Aim: Extract every line of the material that contains the string "draw", treating uppercase and lowercase letters as distinct.

Supplied records:
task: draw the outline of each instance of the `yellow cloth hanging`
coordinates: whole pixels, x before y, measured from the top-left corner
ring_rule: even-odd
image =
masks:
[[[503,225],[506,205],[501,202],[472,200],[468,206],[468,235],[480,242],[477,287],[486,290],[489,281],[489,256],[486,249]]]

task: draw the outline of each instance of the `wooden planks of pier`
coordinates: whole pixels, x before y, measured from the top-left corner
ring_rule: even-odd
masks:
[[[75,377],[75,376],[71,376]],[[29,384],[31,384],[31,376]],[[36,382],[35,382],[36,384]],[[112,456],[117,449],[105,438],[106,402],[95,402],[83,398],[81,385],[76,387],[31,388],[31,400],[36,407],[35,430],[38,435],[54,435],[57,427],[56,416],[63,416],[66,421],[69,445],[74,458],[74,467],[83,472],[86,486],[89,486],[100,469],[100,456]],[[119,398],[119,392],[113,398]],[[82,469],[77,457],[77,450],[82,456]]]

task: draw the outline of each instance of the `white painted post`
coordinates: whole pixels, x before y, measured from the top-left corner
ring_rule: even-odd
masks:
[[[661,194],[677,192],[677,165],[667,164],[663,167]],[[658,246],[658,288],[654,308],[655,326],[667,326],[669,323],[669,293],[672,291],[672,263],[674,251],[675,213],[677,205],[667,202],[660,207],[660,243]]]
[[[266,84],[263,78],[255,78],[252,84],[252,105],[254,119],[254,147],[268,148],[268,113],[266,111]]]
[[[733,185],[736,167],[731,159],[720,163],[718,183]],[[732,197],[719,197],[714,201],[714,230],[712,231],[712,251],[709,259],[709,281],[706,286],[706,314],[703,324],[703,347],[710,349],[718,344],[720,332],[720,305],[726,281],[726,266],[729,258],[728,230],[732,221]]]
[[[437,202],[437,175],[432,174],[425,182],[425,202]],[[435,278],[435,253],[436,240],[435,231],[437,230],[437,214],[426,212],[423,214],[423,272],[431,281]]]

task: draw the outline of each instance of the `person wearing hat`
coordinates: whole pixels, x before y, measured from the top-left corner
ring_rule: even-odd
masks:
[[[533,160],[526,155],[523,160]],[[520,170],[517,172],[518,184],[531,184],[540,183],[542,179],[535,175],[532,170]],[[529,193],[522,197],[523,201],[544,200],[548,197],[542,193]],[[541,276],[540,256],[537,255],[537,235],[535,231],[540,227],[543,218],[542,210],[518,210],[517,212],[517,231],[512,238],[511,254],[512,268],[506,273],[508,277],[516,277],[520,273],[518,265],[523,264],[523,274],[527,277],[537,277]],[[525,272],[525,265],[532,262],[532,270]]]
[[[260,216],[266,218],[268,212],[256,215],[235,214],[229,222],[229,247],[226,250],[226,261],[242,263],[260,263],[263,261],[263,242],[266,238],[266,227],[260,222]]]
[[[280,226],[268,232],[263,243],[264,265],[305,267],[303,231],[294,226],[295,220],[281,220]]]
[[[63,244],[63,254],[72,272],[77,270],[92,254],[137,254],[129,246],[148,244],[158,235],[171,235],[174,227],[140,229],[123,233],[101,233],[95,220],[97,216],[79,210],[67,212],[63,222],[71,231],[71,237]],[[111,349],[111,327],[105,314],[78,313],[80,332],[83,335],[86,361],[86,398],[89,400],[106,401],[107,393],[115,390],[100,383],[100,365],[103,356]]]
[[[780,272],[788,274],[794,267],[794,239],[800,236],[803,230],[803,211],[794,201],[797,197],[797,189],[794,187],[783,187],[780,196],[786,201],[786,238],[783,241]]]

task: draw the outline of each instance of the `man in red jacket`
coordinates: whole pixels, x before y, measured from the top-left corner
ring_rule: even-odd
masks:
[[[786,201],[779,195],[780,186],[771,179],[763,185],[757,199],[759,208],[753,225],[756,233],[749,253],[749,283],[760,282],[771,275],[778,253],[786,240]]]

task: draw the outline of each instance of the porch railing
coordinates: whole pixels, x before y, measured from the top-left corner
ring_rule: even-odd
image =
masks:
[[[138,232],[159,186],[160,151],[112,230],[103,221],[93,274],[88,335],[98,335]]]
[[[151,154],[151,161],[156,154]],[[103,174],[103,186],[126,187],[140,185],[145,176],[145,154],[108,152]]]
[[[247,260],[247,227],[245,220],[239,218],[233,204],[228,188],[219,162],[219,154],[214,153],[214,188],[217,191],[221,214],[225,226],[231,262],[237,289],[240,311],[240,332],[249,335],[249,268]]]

Response below:
task: draw the outline of each instance of the `yellow cloth hanging`
task: draw the outline of each instance of the `wooden planks of pier`
task: draw the outline of each instance of the `white painted post`
task: draw the outline of each instance of the `person wearing hat`
task: draw the outline of each instance of the `man in red jacket`
task: draw the outline of each instance of the porch railing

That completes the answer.